### WHAT YOU HAVE TO DO
Continue the abstract on testosterone and cognitive function in older men from the point where it stops.
━━ SELECTED PASSAGE
Background: Testosterone levels decline as men age, as does cognitive function. Whether there is more than a temporal relationship between testosterone and cognitive function is unclear. Chemical castration studies in men with prostate cancer suggest that low serum testosterone may be associated with cognitive dysfunction. Low testosterone levels have also been observed in patients with Alzheimer's disease (AD) and mild cognitive impairment (MCI). This paper reviews the current clinical evidence of the relationship between serum testosterone levels and cognitive function in older men.
Methods: A systematic literature search was conducted using PubMed and EMBASE to identify clinical studies and relevant reviews that evaluated cognitive function and endogenous testosterone levels or the effects of testosterone substitution in older men.
Results: Low levels of endogenous testosterone in healthy older men may be associated with poor performance on at least some cognitive tests. The results of randomized, placebo-controlled studies have been mixed, but generally indicate that testosterone substitution may have moderate positive effects on selective cognitive domains (e.g. spatial ability) in older men with and without hypogonadism. Similar results have been found in studies in patients with existing AD or MCI.
━━━━
━━ PROVIDED RECORDS
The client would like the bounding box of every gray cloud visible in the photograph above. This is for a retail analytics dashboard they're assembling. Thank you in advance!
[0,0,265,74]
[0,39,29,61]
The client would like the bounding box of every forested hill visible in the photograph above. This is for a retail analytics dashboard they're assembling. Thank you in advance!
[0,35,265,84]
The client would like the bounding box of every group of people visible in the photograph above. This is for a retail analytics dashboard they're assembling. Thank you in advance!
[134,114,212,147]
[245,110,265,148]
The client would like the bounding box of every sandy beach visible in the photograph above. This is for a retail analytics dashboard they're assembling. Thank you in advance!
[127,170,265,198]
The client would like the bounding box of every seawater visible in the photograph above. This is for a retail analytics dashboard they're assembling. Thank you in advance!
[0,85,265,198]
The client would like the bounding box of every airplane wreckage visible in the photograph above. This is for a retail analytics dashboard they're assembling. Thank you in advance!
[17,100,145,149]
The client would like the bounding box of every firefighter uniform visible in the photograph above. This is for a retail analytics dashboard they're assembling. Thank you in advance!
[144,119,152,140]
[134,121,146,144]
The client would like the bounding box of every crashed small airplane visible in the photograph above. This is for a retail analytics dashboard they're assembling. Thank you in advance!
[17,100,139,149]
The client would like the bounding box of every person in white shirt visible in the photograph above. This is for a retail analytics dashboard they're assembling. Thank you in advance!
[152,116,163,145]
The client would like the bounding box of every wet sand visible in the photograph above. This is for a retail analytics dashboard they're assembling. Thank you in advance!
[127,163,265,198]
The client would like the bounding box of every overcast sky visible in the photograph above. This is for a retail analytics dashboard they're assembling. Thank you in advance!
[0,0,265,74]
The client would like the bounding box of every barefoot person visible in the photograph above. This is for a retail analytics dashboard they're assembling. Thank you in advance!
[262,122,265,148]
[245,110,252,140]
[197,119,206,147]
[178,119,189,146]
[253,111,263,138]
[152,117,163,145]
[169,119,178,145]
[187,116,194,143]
━━━━
### RESULT OF THE TASK
Conclusions: Low endogenous levels of testosterone may be related to reduced cognitive ability, and testosterone substitution may improve some aspects of cognitive ability. Measurement of serum testosterone should be considered in older men with cognitive dysfunction. For men with both cognitive impairment and low testosterone, testosterone substitution may be considered. Large, long-term studies evaluating the effects of testosterone substitution on cognitive function in older men are warranted.